*ACTIVITY*.
Which lines in the listing below contain the word "leaves"? Copy each one.

** SUPPLIED MATERIAL follows **

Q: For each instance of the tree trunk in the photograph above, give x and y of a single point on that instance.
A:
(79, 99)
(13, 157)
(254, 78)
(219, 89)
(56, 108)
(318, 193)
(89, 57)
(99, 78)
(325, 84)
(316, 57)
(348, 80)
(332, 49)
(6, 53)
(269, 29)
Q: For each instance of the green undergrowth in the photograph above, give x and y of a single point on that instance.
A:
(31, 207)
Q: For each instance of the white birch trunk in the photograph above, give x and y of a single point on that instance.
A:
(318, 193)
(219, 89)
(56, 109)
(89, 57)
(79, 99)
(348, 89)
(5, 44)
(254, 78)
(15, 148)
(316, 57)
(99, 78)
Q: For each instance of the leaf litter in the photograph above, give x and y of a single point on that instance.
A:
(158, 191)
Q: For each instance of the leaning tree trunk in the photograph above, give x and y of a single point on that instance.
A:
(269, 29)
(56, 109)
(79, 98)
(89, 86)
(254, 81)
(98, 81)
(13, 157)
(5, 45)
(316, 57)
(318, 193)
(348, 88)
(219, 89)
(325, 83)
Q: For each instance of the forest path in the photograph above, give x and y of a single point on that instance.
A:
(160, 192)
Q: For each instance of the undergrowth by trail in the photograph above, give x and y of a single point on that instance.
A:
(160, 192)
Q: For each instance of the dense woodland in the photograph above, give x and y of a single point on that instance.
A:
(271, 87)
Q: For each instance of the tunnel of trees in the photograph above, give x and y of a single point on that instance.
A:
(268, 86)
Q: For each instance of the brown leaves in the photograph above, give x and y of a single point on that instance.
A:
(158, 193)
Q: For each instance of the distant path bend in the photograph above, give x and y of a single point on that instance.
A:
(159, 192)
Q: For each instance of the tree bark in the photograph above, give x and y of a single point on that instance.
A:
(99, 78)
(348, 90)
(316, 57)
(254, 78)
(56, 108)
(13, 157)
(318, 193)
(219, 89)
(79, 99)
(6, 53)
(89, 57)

** End of SUPPLIED MATERIAL **
** SUPPLIED MATERIAL follows **

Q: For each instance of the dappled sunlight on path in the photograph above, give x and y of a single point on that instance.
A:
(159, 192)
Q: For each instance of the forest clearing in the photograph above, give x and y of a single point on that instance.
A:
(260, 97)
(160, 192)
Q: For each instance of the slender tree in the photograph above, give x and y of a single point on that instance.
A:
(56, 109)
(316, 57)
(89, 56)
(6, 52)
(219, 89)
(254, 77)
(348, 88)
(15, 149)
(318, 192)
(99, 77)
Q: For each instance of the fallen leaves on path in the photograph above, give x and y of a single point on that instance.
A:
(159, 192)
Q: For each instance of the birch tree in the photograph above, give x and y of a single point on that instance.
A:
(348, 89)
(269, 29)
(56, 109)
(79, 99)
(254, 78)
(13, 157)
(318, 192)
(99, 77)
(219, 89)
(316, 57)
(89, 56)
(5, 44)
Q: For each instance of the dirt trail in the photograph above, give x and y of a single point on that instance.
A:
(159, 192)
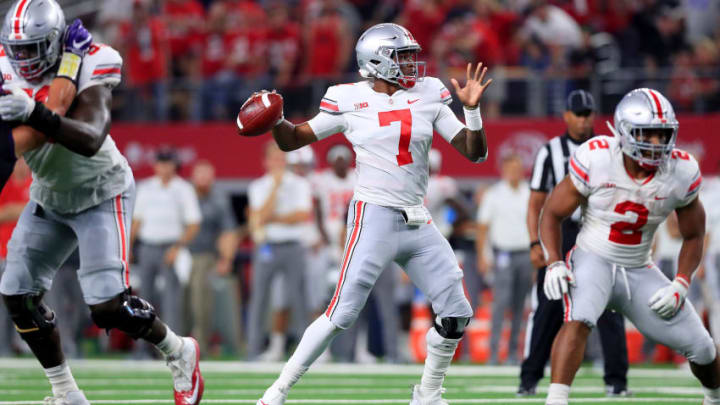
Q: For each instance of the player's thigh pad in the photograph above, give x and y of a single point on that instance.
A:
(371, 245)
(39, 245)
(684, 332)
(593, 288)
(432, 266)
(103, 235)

** End of SUPPLIED MATERIAL **
** SUPPLIED MATERIAL follows **

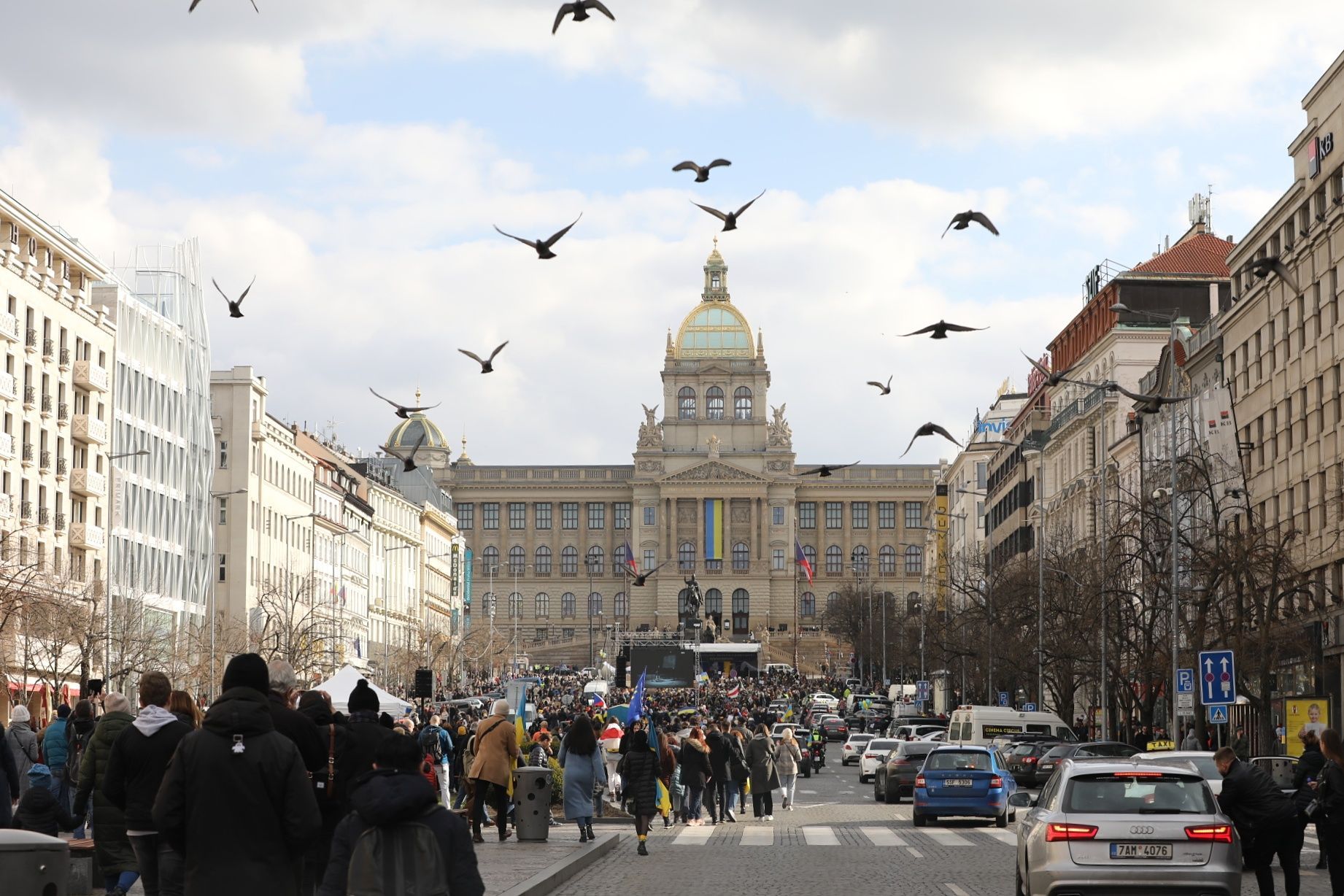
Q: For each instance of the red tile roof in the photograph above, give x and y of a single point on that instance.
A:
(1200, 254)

** End of SUPPLIED MATERIAL **

*RESPONSE TO THIS TASK*.
Q: For each instance of the brown leaves in the photograph above, give x and y of a single point on that instance.
Q: For each instance of the fallen leaves on path in the photograph above, give x and y of a single point on that instance.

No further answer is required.